## [EXCERPT PROVIDED]
项目作者: outrauk

项目描述 :
DSS plugin for fast loading between Snowflake and HDFS
高级语言: Python
项目地址: git://github.com/outrauk/dataiku-plugin-snowflake-hdfs.git
创建时间: 2019-08-08T08:09:50Z
项目社区:https://github.com/outrauk/dataiku-plugin-snowflake-hdfs

开源协议:MIT License

下载


Snowflake Tools

This is a Dataiku plugin that makes it easy to enable fast loads of files between Snowflake and S3.

Supported file formats include JSON Lines and Parquet (as an HDFS dataset).

Prerequisites

  • An HDFS connection in Dataiku that points to an S3 bucket
  • A Snowflake S3 STAGE that points to the same S3 bucket and path as DSS’s managed HDFS connection

For JSON:

  • A managed folder in Dataiku that points to an S3 bucket
  • A Snowflake S3 STORAGE_INTEGRATION that points to the same S3 bucket and path as DSS’s managed S3 connection

Your HDFS connection here:

image

Should match the URL here:

  1. CREATE OR REPLACE STAGE YOUR_ACCOUNT_DATAIKU_EMR_MANAGED_STAGE
  2. URL = 's3://your-account-dataiku-emr/data'
  3. CREDENTIALS = (AWS_ROLE = 'arn:aws:iam::123456:role/SnowflakeCrossAccountRole');
  4. GRANT USAGE ON YOUR_ACCOUNT_DATAIKU_EMR_MANAGED_STAGE TO DSS_SF_ROLE_NAME;

Note that this example uses an AWS IAM role for securing the stage’s connection to your S3 bucket. There’s no reason a stage secured using AWS access keys wouldn’t work, but it has not been tested.

Installing

You can install the plugin by referencing this GitHub repository and following these instructions.

Or, you can create a Zip file and following these instructions. To create the Zip file, you’ll need to build it:

  1. Ensure you have json_pp and node installed locally
  2. make plugin
  3. Upload the zip file from the /dist directory

Configuring

You can (optionally) configure a Default Snowflake Stage in the plugin’s settings. For example, the STAGE created above would be entered as @PUBLIC.YOUR_ACCOUNT_DATAIKU_EMR_MANAGED_STAGE.

Shape boundary records
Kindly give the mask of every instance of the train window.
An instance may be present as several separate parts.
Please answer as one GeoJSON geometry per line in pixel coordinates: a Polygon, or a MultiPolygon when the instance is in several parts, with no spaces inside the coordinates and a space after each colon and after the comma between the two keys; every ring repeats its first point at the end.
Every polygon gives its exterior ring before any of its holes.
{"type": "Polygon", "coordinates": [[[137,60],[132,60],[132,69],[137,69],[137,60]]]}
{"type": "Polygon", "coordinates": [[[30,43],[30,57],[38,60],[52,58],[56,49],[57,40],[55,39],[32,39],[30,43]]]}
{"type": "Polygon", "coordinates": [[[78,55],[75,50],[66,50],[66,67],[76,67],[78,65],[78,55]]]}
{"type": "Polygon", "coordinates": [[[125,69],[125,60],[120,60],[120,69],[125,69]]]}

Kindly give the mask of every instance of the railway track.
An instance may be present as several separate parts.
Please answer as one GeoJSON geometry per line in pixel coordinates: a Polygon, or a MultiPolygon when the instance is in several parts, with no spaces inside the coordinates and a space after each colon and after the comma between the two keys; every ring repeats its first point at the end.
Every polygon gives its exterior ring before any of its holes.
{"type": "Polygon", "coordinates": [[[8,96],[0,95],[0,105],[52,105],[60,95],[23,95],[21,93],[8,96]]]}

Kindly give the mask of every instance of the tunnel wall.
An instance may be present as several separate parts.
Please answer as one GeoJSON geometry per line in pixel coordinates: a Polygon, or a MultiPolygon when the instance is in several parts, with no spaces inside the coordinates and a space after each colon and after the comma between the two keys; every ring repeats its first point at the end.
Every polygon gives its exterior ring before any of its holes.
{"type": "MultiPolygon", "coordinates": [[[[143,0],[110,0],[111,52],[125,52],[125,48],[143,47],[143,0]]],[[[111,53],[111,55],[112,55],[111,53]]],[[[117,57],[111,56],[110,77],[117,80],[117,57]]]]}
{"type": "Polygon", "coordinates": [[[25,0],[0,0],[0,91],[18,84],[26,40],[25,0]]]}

## [GOALS]
(1) Answer these questions from the Snowflake Tools page:
(a) Which file formats does the plugin support?
(b) What must be installed locally before building the Zip file?
(c) In what form would the stage created in the example be entered as a Default Snowflake Stage?
(2) From the Snowflake Tools page, set down the passage starting with "开源协议:MIT License" and going on through "an HDFS dataset).", word for word.
The records have no connection to the Snowflake Tools page.

## [SOLUTIONS BY TASK]
(1)
(a) JSON Lines and Parquet (as an HDFS dataset).
(b) json_pp and node.
(c) @PUBLIC.YOUR_ACCOUNT_DATAIKU_EMR_MANAGED_STAGE

(2)
开源协议:MIT License

下载


Snowflake Tools

This is a Dataiku plugin that makes it easy to enable fast loads of files between Snowflake and S3.

Supported file formats include JSON Lines and Parquet (as an HDFS dataset).